Instructions to follow: Return each line of the records below without changing a single character.

[START Source material]

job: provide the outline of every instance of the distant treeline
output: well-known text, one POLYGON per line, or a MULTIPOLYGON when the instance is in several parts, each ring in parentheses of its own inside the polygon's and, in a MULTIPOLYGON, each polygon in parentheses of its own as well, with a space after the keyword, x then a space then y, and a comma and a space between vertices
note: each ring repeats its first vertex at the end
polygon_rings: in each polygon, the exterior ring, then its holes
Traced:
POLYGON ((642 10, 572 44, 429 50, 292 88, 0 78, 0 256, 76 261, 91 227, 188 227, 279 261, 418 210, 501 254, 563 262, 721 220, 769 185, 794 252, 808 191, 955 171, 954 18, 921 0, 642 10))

[END Source material]

Full response:
job: provide the outline of every instance of the distant treeline
output: well-known text, one POLYGON per line, or a MULTIPOLYGON when the instance is in several parts, each ring in parentheses of its own inside the polygon's and, in a MULTIPOLYGON, each polygon in parentheses of its own as well, with a space after the keyword, x then a space then y, and a comma and a space between vertices
note: each ring repeats its first vertex at the end
polygon_rings: in each polygon, the exterior ring, then its holes
Traced:
POLYGON ((642 10, 572 44, 429 50, 292 88, 0 78, 0 256, 76 261, 91 227, 188 227, 279 261, 418 210, 501 254, 563 262, 721 220, 769 185, 794 252, 808 191, 955 171, 954 18, 921 0, 642 10))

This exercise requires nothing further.